--- TEXT SHOWN ---

Denial Language Templating

Florida carriers don't draft denial letters from scratch: they use templates. Recognizing the template language helps identify denials that are formulaic rather than fact-specific, and formulaic denials often don't hold up under scrutiny.

Common template phrases

  • "Damage appears consistent with wear and tear"
  • "No evidence of sudden event"
  • "Gradual seepage is excluded under policy terms"
  • "Documentation is insufficient to establish coverage"
  • "This loss does not fall within the policy's insuring agreement"
  • "Pre-existing condition"
  • "Maintenance-related"

Why templating happens

  • Volume of denials requires standardization
  • Legal review approves boilerplate
  • Specific-fact drafting takes time
  • Template language is pre-approved for regulatory compliance

Examination under oath strategy

Template signals

  • Generic language without specific policy citation
  • Same phrases appearing in multiple carrier denials
  • No reference to specific facts of your loss
  • Formulaic "we have concluded" structure
  • Bullet-point exclusions lifted from policy form

How to challenge template denials

Demand specifics

  • What specific evidence supports "wear and tear"?

--- DATASET ENTRIES ---

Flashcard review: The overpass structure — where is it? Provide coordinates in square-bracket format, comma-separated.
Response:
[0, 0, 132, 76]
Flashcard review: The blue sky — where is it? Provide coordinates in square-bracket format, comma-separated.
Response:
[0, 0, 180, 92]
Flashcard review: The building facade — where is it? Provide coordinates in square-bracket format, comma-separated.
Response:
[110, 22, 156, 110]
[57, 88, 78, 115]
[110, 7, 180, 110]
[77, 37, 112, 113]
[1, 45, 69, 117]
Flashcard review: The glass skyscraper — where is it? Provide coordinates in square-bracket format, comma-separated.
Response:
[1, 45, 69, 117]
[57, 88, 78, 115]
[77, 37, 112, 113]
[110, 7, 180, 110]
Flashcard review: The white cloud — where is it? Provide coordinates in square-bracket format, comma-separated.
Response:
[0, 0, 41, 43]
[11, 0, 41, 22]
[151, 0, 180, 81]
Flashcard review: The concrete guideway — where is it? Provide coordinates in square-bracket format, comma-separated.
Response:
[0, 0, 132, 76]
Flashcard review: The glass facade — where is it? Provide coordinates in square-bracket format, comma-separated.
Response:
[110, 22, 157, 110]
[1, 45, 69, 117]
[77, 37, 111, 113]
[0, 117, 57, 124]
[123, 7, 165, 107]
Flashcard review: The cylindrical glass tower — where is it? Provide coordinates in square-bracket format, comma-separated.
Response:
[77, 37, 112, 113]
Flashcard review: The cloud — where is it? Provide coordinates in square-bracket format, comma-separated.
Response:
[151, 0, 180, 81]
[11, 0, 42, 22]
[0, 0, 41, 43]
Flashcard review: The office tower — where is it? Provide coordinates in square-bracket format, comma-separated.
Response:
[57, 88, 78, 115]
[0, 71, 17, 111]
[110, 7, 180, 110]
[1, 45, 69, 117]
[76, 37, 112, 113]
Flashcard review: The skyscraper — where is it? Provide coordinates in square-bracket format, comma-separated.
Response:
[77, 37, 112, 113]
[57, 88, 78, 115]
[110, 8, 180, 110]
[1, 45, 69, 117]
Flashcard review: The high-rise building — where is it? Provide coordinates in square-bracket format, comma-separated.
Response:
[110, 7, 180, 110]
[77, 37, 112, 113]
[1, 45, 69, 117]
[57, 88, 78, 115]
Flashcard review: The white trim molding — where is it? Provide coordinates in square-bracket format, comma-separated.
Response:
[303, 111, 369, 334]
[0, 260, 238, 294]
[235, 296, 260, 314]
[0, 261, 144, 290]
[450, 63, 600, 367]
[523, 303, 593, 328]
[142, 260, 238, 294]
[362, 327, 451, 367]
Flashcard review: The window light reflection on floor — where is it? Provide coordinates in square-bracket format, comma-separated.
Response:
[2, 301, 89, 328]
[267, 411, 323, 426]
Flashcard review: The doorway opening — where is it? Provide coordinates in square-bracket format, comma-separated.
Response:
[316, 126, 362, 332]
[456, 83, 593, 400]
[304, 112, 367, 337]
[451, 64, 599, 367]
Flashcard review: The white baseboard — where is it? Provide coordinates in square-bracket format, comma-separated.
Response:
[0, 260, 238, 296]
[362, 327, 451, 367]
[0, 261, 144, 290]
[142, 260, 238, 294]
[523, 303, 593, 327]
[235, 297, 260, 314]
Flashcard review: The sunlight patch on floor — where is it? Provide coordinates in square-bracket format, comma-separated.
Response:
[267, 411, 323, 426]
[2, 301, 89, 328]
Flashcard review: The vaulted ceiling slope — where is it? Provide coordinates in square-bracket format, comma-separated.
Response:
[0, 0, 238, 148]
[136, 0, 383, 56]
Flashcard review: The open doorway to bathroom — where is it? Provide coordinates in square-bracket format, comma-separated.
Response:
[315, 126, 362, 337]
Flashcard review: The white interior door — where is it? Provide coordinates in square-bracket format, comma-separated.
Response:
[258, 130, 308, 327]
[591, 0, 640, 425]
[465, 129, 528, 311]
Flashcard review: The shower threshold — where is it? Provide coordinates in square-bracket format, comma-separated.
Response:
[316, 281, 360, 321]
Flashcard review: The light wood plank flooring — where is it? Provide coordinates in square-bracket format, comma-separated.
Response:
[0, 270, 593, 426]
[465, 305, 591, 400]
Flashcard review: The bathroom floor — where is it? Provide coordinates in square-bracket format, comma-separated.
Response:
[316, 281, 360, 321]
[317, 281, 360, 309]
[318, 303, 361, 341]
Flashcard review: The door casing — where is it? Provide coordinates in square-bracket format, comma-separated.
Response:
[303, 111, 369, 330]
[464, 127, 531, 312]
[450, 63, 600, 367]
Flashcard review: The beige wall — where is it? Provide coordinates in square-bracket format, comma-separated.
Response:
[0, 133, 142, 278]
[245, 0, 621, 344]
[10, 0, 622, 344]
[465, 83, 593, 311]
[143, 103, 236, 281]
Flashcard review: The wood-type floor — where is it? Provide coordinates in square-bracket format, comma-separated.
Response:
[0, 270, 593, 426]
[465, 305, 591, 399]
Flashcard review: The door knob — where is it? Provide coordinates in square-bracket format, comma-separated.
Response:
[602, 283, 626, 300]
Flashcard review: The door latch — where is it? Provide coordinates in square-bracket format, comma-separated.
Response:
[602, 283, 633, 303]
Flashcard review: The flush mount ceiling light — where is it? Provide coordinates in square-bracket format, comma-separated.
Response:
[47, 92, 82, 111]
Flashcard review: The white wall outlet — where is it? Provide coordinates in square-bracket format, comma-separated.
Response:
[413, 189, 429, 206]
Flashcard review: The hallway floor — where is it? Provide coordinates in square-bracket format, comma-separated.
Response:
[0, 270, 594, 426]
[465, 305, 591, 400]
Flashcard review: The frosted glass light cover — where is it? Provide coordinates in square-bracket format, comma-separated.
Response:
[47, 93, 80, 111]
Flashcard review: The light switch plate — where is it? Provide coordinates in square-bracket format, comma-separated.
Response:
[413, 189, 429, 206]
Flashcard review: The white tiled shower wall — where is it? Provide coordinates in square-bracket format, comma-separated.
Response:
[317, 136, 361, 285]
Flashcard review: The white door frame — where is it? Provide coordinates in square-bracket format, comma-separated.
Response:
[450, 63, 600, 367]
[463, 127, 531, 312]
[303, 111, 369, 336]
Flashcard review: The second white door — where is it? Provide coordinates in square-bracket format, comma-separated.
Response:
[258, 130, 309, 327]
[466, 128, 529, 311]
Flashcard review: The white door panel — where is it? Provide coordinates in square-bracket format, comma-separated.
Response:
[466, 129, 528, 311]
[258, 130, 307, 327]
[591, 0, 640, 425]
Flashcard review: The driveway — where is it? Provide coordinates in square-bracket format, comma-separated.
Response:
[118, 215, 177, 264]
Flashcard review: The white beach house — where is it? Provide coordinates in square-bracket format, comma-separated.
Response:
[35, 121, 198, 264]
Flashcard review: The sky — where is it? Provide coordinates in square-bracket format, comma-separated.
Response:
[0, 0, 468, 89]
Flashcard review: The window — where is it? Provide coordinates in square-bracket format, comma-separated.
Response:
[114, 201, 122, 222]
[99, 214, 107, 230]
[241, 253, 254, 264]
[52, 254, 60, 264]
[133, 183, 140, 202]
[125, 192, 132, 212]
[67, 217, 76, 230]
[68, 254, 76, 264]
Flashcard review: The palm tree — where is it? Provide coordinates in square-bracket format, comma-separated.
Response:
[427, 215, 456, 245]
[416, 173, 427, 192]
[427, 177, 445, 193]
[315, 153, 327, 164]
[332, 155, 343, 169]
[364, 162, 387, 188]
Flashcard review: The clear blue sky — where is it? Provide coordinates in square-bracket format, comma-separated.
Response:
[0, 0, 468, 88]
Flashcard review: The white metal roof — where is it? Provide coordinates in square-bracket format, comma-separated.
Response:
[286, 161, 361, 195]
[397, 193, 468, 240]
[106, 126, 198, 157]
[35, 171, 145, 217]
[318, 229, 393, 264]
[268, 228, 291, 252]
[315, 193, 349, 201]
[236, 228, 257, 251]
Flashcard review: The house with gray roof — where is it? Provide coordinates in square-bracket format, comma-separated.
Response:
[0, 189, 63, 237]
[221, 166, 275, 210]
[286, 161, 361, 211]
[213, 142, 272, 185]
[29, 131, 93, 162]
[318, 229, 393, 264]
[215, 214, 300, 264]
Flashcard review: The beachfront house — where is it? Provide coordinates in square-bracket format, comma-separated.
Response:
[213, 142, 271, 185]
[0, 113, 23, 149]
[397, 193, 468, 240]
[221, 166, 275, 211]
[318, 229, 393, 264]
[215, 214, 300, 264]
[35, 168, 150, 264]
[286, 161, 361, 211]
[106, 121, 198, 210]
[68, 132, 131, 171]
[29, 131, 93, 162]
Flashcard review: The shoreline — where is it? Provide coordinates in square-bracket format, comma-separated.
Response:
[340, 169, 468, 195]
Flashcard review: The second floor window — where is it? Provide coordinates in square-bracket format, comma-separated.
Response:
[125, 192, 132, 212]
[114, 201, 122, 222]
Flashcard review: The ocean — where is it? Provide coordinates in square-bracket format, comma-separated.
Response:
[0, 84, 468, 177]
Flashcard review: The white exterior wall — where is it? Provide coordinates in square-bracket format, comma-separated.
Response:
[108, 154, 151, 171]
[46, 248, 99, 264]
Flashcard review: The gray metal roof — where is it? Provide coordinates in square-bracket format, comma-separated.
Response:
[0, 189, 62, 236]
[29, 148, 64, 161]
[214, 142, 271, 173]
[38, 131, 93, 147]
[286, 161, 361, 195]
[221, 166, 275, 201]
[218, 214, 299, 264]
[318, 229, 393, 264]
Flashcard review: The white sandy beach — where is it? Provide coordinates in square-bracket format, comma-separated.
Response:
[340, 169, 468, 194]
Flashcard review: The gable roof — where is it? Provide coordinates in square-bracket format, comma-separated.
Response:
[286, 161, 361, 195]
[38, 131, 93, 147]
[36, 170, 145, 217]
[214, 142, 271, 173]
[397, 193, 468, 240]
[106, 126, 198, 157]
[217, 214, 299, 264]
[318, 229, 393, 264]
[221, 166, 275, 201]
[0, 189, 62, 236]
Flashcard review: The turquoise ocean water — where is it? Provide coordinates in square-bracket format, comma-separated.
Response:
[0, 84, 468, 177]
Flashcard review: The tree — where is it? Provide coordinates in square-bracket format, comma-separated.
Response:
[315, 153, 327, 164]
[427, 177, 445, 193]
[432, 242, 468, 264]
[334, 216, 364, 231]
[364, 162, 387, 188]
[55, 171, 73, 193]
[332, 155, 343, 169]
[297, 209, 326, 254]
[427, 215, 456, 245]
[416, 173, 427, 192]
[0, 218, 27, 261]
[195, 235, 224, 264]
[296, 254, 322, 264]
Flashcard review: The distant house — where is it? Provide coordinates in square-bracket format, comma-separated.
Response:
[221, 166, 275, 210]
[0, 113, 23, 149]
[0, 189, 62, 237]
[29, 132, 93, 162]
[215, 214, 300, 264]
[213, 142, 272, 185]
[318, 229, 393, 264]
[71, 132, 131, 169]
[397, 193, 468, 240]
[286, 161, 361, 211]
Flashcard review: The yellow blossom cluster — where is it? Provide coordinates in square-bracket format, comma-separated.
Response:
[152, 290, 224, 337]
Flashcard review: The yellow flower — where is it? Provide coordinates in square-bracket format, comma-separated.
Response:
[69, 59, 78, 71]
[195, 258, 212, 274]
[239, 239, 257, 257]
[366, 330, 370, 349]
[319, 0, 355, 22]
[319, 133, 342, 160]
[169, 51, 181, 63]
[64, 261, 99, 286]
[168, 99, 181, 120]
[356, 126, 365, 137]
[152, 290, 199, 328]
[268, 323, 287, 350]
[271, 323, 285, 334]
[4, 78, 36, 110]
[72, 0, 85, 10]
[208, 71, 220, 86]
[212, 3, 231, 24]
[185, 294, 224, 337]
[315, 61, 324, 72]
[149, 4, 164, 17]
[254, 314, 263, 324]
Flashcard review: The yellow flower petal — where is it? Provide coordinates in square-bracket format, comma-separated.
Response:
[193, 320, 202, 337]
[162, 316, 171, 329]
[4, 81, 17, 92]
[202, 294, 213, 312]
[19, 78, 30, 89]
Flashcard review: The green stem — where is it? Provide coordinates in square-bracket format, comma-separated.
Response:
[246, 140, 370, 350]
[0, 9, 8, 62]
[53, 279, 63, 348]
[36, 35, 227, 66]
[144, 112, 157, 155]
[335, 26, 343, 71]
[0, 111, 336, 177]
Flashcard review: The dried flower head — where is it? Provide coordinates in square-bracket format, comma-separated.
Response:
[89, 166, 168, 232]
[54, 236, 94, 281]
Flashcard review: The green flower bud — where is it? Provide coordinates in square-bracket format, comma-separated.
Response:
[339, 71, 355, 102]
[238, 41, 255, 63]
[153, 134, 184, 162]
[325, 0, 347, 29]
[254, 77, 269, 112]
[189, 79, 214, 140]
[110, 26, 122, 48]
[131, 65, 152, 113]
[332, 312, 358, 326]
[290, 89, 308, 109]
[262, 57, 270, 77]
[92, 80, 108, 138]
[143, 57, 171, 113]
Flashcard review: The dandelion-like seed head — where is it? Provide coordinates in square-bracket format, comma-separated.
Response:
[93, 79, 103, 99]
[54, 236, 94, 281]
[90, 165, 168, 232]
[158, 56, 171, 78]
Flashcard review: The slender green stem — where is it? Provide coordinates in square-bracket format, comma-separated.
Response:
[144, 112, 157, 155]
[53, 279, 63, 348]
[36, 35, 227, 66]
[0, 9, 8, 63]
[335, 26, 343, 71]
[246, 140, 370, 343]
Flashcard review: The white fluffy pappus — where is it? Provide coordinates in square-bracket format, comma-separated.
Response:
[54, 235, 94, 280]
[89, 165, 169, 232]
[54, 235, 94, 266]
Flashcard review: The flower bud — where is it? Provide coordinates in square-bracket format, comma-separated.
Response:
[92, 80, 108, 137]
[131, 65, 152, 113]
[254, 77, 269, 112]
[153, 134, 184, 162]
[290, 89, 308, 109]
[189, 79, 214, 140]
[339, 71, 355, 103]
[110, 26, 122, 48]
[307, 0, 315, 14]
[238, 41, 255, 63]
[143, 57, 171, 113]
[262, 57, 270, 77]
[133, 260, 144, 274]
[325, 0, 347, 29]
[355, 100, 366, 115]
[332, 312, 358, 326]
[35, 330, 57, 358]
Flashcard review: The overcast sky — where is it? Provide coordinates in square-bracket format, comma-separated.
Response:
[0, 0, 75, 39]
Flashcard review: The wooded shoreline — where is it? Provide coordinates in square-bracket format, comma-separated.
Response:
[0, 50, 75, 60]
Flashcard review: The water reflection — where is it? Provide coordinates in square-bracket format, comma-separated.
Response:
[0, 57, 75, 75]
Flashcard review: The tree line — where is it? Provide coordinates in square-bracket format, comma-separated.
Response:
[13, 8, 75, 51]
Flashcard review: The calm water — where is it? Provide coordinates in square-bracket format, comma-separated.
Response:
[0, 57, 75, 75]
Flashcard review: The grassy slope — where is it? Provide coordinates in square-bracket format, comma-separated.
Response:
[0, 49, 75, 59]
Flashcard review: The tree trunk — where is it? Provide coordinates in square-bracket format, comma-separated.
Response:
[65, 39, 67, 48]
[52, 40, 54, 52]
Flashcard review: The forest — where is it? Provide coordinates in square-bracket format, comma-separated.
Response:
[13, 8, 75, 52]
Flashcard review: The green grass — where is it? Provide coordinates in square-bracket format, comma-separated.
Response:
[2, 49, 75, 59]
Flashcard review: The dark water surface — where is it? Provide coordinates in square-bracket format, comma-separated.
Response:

---

SHORT TASK 1:
Answer these questions using the denial templating text.
(a) According to the text, who uses templates instead of drafting denial letters from scratch?
(b) What does the text say template language is pre-approved for?
(c) What structure is listed among the template signals?
SHORT TASK 2: From the denial templating text, extract the passage starting at "Florida carriers don't" and ending at "up under scrutiny.".
Rely on the text alone.

RESPONSE 1:
(a) Florida carriers
(b) Regulatory compliance
(c) A formulaic "we have concluded" structure

RESPONSE 2:
Florida carriers don't draft denial letters from scratch: they use templates. Recognizing the template language helps identify denials that are formulaic rather than fact-specific, and formulaic denials often don't hold up under scrutiny.